**Data shown**
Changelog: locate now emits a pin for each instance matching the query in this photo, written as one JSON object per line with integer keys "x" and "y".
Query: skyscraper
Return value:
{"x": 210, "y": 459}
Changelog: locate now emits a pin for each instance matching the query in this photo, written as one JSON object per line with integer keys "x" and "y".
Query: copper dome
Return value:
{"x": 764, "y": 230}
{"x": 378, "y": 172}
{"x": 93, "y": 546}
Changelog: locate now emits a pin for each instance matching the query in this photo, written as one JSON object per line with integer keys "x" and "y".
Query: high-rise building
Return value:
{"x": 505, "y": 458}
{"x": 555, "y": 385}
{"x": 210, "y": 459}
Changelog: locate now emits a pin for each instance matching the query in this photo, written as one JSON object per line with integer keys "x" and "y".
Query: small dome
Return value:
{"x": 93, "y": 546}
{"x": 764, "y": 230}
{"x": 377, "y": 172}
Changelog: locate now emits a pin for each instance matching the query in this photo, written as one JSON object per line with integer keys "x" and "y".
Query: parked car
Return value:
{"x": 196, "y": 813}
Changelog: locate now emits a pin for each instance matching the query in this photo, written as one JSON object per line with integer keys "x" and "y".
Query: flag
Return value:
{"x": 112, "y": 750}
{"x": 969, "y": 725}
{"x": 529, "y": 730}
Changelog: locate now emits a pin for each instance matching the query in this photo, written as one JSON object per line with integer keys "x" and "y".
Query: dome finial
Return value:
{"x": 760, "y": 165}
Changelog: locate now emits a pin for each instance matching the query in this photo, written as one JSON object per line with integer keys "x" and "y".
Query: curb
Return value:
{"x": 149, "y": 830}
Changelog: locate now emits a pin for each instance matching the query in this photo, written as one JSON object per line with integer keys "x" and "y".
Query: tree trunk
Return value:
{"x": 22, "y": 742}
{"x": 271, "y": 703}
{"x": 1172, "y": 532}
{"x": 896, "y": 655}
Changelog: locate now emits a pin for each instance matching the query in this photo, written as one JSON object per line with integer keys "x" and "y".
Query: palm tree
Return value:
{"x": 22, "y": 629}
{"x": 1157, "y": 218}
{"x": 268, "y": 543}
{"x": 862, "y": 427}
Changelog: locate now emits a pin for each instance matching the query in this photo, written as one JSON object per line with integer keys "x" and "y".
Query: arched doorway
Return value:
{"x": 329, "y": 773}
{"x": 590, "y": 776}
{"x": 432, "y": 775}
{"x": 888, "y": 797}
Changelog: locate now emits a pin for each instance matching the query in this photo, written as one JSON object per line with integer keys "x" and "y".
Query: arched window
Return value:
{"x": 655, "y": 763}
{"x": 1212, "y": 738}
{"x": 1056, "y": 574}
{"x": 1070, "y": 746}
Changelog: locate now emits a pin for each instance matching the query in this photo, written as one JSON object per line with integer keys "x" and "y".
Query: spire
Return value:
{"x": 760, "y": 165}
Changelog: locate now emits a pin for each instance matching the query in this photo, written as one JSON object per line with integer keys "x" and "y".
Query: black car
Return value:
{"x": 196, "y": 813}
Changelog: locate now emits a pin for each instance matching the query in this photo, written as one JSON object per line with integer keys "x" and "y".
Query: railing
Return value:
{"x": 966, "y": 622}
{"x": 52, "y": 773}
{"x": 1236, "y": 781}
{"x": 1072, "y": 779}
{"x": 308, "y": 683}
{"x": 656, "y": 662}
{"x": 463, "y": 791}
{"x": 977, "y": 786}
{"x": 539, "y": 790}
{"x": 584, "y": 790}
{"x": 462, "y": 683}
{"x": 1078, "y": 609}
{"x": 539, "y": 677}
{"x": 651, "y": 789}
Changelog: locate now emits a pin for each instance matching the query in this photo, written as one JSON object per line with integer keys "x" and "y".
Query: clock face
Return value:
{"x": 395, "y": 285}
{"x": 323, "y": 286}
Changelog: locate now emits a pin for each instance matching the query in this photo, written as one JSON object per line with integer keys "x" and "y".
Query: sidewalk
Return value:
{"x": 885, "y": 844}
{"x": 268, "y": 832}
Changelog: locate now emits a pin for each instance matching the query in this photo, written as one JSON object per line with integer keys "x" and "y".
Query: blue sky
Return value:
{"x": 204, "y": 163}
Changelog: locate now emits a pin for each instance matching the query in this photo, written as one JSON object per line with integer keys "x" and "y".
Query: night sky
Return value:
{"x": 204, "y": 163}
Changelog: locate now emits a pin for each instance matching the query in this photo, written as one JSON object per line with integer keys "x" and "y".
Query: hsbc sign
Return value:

**Your goal**
Set every line of the listing down word for word.

**The output**
Changelog: locate now emits a pin for each instance matching the query in this photo, written as one JSON object per line with integer keys "x" and "y".
Query: skyscraper
Return value:
{"x": 210, "y": 459}
Changelog: locate now emits a pin for each instance matching the query in this photo, written as one JSON object per line with integer keys "x" and "y".
Query: copper dome
Return value:
{"x": 764, "y": 230}
{"x": 378, "y": 172}
{"x": 93, "y": 546}
Changelog: locate now emits a pin for each instance matching the query in this photo, written as one JSON object per line with integer keys "x" and "y".
Query: high-rise building
Return value:
{"x": 505, "y": 458}
{"x": 555, "y": 385}
{"x": 210, "y": 459}
Changelog: locate now emits a pin for each instance matching the query in this photo, written as one JSON object per line with integer keys "x" and "y".
Query: small dome
Return value:
{"x": 93, "y": 546}
{"x": 764, "y": 230}
{"x": 377, "y": 172}
Changelog: locate now emits a pin for each instance matching the query in this photo, written as one JSON object per line with integer keys "x" and "y".
Query: parked car
Return value:
{"x": 196, "y": 813}
Changelog: locate now emits a pin for each instance matching the query in this photo, written as one JSON object per line with integer keys "x" and "y".
Query: flag
Return value:
{"x": 112, "y": 750}
{"x": 969, "y": 725}
{"x": 529, "y": 730}
Changelog: locate now emits a pin for each instance matching the query in this photo, written as one JSON object per line with integer keys "x" and "y".
Query: dome finial
Return value:
{"x": 760, "y": 165}
Changelog: locate now emits a pin for each instance matching the query in this photo, written as one JSON object per line with integer keys "x" and "y".
Query: curb
Return value:
{"x": 149, "y": 830}
Changelog: locate now emits a pin for each instance matching the query in this photo, written as one JSON object per line with integer keys "x" and "y".
Query: tree trunk
Return value:
{"x": 22, "y": 742}
{"x": 271, "y": 703}
{"x": 1172, "y": 532}
{"x": 896, "y": 655}
Changelog: locate now emits a pin for each instance matching the query in this photo, written as one JSON object per line with integer keys "x" and "y".
Query: palm tree
Return value:
{"x": 22, "y": 629}
{"x": 1157, "y": 218}
{"x": 268, "y": 543}
{"x": 862, "y": 427}
Changelog: locate now emits a pin for each instance matching the query in this photo, written as one JSON object per line with integer keys "x" and "y".
Query: arched doorway
Return value:
{"x": 329, "y": 773}
{"x": 590, "y": 776}
{"x": 432, "y": 775}
{"x": 888, "y": 797}
Changelog: locate now emits a pin for each instance matching the query in this photo, written as one JSON object per line with integer keys "x" and "y".
Query: arched window
Return value:
{"x": 655, "y": 763}
{"x": 1212, "y": 738}
{"x": 1056, "y": 574}
{"x": 1070, "y": 746}
Changelog: locate now emits a pin for each instance matching the query in this photo, written as one JSON object per line with integer keys "x" and "y".
Query: spire
Return value:
{"x": 760, "y": 165}
Changelog: locate now emits a pin for each instance matching the query in this photo, written as one JSON object per line with integer keys "x" and "y".
Query: black car
Return value:
{"x": 196, "y": 813}
Changelog: locate now emits a pin for each instance matching the query in this photo, written as one JSON object per line with integer keys "x" and "y".
Query: railing
Return value:
{"x": 966, "y": 622}
{"x": 52, "y": 773}
{"x": 1236, "y": 781}
{"x": 1072, "y": 779}
{"x": 308, "y": 683}
{"x": 656, "y": 662}
{"x": 463, "y": 791}
{"x": 977, "y": 786}
{"x": 539, "y": 790}
{"x": 584, "y": 790}
{"x": 462, "y": 683}
{"x": 1078, "y": 609}
{"x": 539, "y": 677}
{"x": 651, "y": 789}
Changelog: locate now emits a pin for each instance matching the query in this photo, written as one JSON object per line with integer keys "x" and "y".
Query: clock face
Return value:
{"x": 395, "y": 285}
{"x": 323, "y": 286}
Changelog: locate now emits a pin for each instance matching the query in this photo, written as one JSON object per line with integer keys "x" and "y".
Query: sidewalk
Return value:
{"x": 885, "y": 844}
{"x": 268, "y": 832}
Changelog: locate now emits a pin for each instance matching the query in this photo, written as one JSON object per line with integer keys "x" and "y".
Query: blue sky
Return value:
{"x": 204, "y": 163}
Changelog: locate now emits a pin for each instance matching the query in this photo, written as one JSON object per line with integer keys "x" and "y".
Query: night sky
Return value:
{"x": 204, "y": 163}
Changelog: locate now emits a pin for each instance matching the query in this photo, written as one JSON object per line with integer keys "x" and "y".
Query: hsbc sign
Return value:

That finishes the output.